**What this task involves**
Convert the part of the lines below that opens with the very first line and closes with the line containing "pixel 202 466" into a numbered list, including both of those lines and leaving out any blank lines.

**Data records**

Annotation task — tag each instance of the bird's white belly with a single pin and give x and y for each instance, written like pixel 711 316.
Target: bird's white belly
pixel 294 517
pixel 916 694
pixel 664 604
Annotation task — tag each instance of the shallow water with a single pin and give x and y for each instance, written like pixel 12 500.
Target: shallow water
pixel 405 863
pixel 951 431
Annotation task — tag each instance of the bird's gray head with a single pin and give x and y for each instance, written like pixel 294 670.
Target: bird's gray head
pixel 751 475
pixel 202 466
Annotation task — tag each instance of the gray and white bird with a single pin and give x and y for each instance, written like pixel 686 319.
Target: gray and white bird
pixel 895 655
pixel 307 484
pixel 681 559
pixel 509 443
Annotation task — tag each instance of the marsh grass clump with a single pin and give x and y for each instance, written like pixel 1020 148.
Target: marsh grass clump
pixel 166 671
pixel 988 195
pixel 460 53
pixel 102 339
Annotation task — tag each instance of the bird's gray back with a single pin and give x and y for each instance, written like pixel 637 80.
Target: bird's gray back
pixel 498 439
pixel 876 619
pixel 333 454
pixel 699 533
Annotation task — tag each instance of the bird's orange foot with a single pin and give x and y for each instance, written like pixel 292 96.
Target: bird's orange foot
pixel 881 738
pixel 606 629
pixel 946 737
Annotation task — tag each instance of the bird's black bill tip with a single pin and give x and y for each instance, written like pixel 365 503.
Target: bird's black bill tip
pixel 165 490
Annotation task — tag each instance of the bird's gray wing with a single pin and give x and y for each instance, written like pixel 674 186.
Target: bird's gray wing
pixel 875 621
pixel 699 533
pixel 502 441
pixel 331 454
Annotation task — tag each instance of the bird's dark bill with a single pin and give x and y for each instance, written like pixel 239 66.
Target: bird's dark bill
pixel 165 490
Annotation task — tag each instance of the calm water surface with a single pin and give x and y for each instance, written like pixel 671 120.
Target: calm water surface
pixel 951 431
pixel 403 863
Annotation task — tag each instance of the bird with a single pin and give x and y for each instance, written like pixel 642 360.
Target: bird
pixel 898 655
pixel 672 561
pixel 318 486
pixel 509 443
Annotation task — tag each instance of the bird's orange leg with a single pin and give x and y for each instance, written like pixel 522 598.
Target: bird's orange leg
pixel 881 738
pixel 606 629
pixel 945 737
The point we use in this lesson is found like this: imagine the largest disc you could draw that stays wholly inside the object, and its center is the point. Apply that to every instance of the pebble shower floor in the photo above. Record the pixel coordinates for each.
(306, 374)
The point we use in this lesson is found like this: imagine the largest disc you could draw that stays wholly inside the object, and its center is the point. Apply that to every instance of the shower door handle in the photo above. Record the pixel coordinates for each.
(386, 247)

**Answer in full**
1. Annotation task — tag each instance of the bird's white belly with a single pin and give x and y for each instance, written like pixel 711 316.
2. Target: bird's white belly
3. pixel 294 517
4. pixel 916 694
5. pixel 664 604
6. Annotation task — tag each instance of the shallow water with a single pin and give x and y for each instance, written like pixel 12 500.
7. Target: shallow water
8. pixel 405 863
9. pixel 951 431
10. Annotation task — tag each instance of the bird's gray head with a single pin and give x and y for each instance, written like pixel 294 670.
11. Target: bird's gray head
12. pixel 751 475
13. pixel 202 466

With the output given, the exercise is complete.